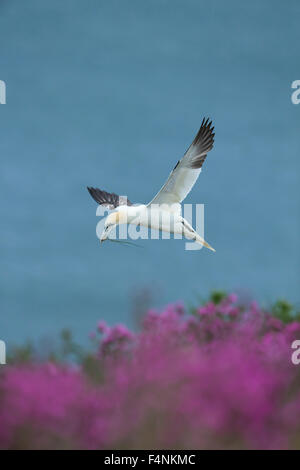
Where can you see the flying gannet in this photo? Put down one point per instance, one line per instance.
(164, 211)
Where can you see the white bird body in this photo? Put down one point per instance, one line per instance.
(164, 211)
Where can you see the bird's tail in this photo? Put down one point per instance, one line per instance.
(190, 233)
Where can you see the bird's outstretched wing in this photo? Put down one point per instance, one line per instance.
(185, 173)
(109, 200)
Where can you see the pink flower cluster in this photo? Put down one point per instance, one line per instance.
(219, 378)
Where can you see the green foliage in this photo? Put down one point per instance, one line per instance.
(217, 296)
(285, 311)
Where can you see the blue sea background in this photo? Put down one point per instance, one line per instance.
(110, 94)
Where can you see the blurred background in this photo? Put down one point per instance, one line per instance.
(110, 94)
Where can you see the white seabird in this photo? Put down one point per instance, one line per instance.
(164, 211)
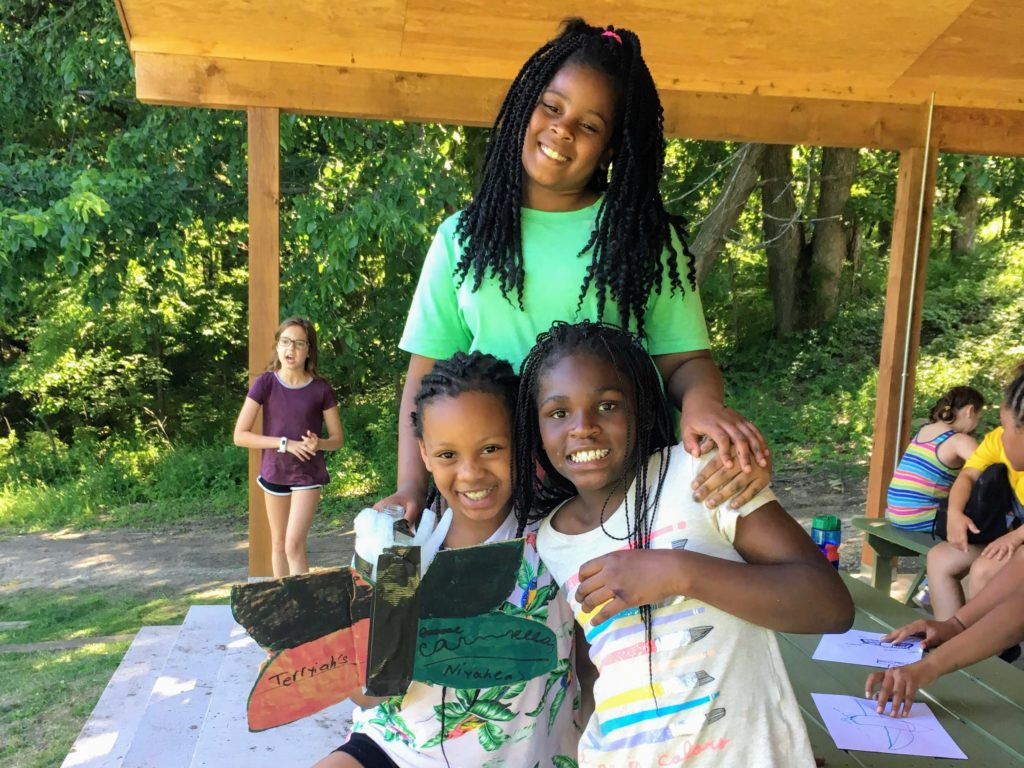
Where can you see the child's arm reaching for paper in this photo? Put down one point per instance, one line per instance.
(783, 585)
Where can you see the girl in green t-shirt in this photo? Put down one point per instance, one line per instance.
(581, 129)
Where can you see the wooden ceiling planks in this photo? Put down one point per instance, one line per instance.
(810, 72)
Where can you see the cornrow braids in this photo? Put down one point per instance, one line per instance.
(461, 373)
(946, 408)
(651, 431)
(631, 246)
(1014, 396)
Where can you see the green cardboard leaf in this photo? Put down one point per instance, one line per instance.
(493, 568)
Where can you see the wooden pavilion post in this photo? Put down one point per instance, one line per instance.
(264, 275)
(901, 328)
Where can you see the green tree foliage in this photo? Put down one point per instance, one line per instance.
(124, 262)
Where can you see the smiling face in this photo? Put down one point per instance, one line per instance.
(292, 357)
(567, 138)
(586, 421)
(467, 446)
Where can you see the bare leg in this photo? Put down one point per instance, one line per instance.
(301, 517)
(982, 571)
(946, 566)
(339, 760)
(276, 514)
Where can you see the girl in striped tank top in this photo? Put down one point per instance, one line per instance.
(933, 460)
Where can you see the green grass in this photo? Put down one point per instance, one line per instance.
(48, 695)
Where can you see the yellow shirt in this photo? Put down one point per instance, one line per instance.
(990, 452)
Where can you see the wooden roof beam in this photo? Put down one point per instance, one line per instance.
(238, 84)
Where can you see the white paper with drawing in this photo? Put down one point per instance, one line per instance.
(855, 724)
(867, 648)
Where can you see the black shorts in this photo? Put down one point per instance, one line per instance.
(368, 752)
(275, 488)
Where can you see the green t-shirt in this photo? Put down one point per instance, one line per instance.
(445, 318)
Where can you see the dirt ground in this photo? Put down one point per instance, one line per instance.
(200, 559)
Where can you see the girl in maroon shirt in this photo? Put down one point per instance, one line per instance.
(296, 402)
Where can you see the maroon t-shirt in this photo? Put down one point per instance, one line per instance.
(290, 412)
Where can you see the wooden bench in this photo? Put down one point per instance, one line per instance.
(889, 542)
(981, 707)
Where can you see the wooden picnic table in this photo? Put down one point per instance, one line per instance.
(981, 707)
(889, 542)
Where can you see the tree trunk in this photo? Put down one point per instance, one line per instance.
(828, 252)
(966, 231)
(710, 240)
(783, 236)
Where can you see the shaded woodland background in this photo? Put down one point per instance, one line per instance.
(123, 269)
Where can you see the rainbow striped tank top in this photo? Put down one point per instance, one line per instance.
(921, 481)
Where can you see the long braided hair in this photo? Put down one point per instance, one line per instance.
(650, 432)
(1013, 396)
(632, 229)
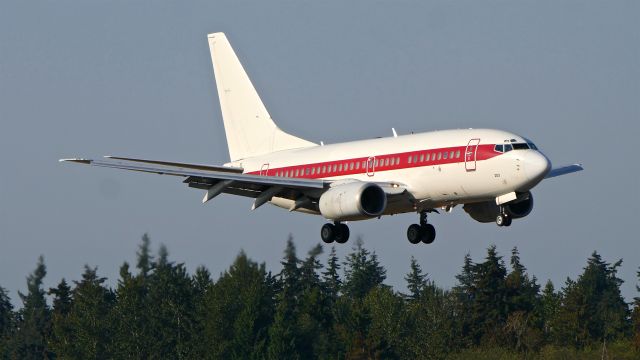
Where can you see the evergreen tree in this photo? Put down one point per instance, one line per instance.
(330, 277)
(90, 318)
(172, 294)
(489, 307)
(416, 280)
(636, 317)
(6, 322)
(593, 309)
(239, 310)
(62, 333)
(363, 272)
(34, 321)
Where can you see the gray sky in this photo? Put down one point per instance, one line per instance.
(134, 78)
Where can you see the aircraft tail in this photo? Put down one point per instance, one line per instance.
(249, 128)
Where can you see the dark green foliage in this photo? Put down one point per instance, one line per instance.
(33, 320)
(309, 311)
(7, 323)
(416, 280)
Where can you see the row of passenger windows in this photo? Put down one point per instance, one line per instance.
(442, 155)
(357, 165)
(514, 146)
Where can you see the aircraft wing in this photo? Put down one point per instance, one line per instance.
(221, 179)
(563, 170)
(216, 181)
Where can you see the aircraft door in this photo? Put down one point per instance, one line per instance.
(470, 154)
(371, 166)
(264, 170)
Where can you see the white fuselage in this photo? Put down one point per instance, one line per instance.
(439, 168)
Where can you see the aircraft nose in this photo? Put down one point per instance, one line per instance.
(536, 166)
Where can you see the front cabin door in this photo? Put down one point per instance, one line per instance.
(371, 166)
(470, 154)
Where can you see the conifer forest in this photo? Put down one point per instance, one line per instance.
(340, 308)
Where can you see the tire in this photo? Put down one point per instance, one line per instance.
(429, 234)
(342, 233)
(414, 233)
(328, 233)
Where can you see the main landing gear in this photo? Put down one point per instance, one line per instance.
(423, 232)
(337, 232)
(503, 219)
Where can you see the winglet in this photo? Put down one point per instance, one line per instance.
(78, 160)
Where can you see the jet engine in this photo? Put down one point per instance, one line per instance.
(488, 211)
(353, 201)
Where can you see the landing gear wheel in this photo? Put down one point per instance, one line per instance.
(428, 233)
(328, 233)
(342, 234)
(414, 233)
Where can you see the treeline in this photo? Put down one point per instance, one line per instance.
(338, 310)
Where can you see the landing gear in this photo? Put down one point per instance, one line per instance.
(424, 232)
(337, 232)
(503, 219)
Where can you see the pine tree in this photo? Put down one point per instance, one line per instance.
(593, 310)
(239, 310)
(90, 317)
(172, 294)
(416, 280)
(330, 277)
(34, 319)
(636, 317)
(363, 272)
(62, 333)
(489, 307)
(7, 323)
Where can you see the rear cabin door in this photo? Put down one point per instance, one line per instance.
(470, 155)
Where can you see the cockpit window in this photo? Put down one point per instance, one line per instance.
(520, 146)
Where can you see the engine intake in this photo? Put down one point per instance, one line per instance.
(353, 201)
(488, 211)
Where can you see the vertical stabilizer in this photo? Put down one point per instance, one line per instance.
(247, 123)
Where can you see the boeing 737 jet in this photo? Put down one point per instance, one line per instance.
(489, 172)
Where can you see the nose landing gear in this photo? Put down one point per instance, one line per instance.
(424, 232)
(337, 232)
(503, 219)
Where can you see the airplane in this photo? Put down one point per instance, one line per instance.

###

=== What is asked ===
Copy every record above exactly, leaving out the pictures.

=== Written answer ===
Where can you see the flying gannet in this photo? Put down one point per instance, one line per instance.
(164, 211)
Where can you see the white bird body in this photo? Put down one point per instance, one line per instance.
(164, 211)
Where can you see the bird's tail in this photo? Put down one point per instance, one line per instance.
(190, 233)
Where can you see the bird's outstretched wing in this photo? Put down one point per instance, one line per instance.
(185, 173)
(109, 200)
Where can you see the pink flower cluster in this photo? Put down one point per instance, one line per instance.
(219, 378)
Where can you see the green foliage in this photo? Put down one point per instance, one line per instance.
(217, 296)
(285, 311)
Where can you see the blue sea background in this photo? Put down one point per instance, one line per instance.
(110, 94)
Where can you see the blurred background in this photo? Put down one point per instance, one line per instance.
(110, 94)
Where can you see the white seabird in this photo? Put down one point per instance, one line per instance.
(164, 211)
Where can you see the child's arm reaching for paper in this photo? Put down one point per instance, one line per instance.
(783, 585)
Where can you see the girl in green t-shirt in this photo? Put down one point per instance, one line per instance.
(581, 129)
Where can you see the wooden ceiling planks in this photo? Put down one point per instance, one line per instance.
(810, 72)
Where can you see the cornrow braids in this photo? Put down one point per instance, one line per instance.
(461, 373)
(946, 408)
(651, 431)
(631, 246)
(1014, 396)
Where can you see the green cardboard leaf in this photo? Put down one point per instance, one line per instance.
(493, 568)
Where can you see the wooden pavilion post in this photo? Put down one point per instance, one line per instance.
(264, 275)
(901, 328)
Where can you see the green tree foliage in this photo? Put down one point per instance, one line per instance.
(124, 262)
Where can you see the smiling face in this photo? Put down one point per instance, one line per instance.
(292, 357)
(567, 138)
(586, 421)
(467, 446)
Where can you see the bare leg in this photo? Put down one point per instance, one line per instance.
(301, 517)
(982, 571)
(946, 566)
(339, 760)
(276, 514)
Where can you see the girl in striped tank top in this photo? Put down one point per instance, one line per instance.
(933, 460)
Where can you see the green grass in this photo? Put down one point per instance, one line per instance.
(48, 695)
Where can you see the yellow shirt in this photo? Put down one point per instance, one line per instance.
(990, 452)
Where can you see the wooden roof beam in this photo? Put down one point per instance, one line per instance.
(238, 84)
Where can you see the white paper with drawing in this photo? Put down one point per instance, one line per instance.
(855, 724)
(867, 648)
Where can you see the black shorts in this photo? Put down one point per instance, one line per instance.
(368, 752)
(275, 488)
Where can you see the green t-shirt in this photo? Put down one point per instance, one line per instance.
(445, 318)
Where can you see the dirt ground in this photo? Put down one point per instance, one line per instance.
(200, 559)
Where can you see the girl in maroon shirt in this photo? Put down one point per instance, one line per instance.
(296, 402)
Where can you see the maroon t-shirt in this photo? Put down one point per instance, one line per instance.
(290, 412)
Where can you see the wooden bench in this photo? Put down one point per instance, one line per instance.
(889, 542)
(981, 707)
Where can you see the wooden picnic table in this photo? Put down one point per instance, one line per instance.
(981, 707)
(889, 542)
Where can you see the tree trunk in this photo? Put down one point per instance, one line per instance.
(828, 252)
(966, 231)
(710, 240)
(783, 236)
Where can you see the shaded woodland background in this photo? Put down one point per instance, one line per instance.
(123, 269)
Where can you see the rainbow striped tank top in this photo? Put down one point per instance, one line per instance.
(921, 481)
Where can you see the long braided hair in this photo? Put down one point per instance, one line per instance.
(650, 432)
(1013, 396)
(632, 229)
Where can you see the evergreen tree in this photo? Put down one point per instance, one line per instance.
(330, 277)
(90, 318)
(172, 294)
(489, 307)
(416, 280)
(636, 317)
(6, 322)
(593, 309)
(239, 310)
(62, 333)
(363, 272)
(34, 321)
Where can you see the gray sky in this photo? Put down one point per instance, one line per instance.
(134, 78)
Where can you see the aircraft tail in this photo? Put down one point per instance, one line per instance.
(249, 128)
Where can you see the dark green foliage in this photo? Put down one point per instance, one line per instance.
(33, 320)
(309, 311)
(7, 323)
(416, 280)
Where can you see the row of passenger windows in this photo? Put down one point per instance, one line per instance.
(442, 155)
(357, 165)
(514, 146)
Where can you see the aircraft wing in this photo? Put down one point per instance, one line per instance.
(221, 179)
(563, 170)
(216, 181)
Where can you see the aircraft door in this photo? Put down one point per instance, one line per instance.
(470, 154)
(371, 166)
(264, 170)
Where can you see the white fuselage in this photo? Put down one point per instance, one line per instance.
(439, 168)
Where can you see the aircraft nose in this photo? Put down one point per instance, one line per instance.
(536, 166)
Where can you see the front cabin door in this photo? Put down one point per instance, one line per instance.
(371, 166)
(470, 154)
Where can you see the conifer forest in this photo? Put down one point per instance, one line per instance.
(340, 308)
Where can you see the tire in this photo? Put down one point per instance, one line per instance.
(429, 234)
(342, 233)
(414, 233)
(328, 233)
Where can you see the main landing gear in this photo? Put down one point per instance, one line per instance.
(423, 232)
(337, 232)
(503, 219)
Where can you see the winglet in this photo? Put down one point per instance, one line per instance.
(78, 160)
Where can you see the jet engine in this photo? Put down one point per instance, one line per instance.
(488, 211)
(353, 201)
Where can you see the landing gear wheel in this photo? Put down one point per instance, one line per instance.
(428, 233)
(328, 233)
(342, 234)
(414, 233)
Where can you see the treeline in this photo? Put down one point per instance, one line per instance.
(338, 310)
Where can you see the landing gear in this photo? Put down one point per instance, one line per instance.
(424, 232)
(337, 232)
(503, 219)
Where can you see the pine tree in this photo? Put down one point per instance, one line per instance.
(593, 310)
(239, 310)
(90, 317)
(172, 294)
(416, 280)
(330, 277)
(34, 319)
(636, 317)
(363, 272)
(62, 333)
(489, 307)
(7, 323)
Where can you see the rear cabin door in this photo? Put down one point per instance, one line per instance.
(470, 155)
Where can you see the cockpit window in this photo? Put down one point per instance, one line per instance.
(520, 146)
Where can you see the engine intake in this photo? Put down one point per instance, one line per instance.
(353, 201)
(488, 211)
Where can you see the vertical stabilizer in this photo? Put down one point per instance, one line per instance.
(247, 123)
Where can you see the boeing 737 jet in this photo? Put down one point per instance, one line per instance.
(489, 172)
Where can you see the nose landing gear in this photo? Put down one point per instance, one line per instance.
(424, 232)
(337, 232)
(503, 219)
Where can you see the airplane in this photo? Put down one point per instance, one line per instance.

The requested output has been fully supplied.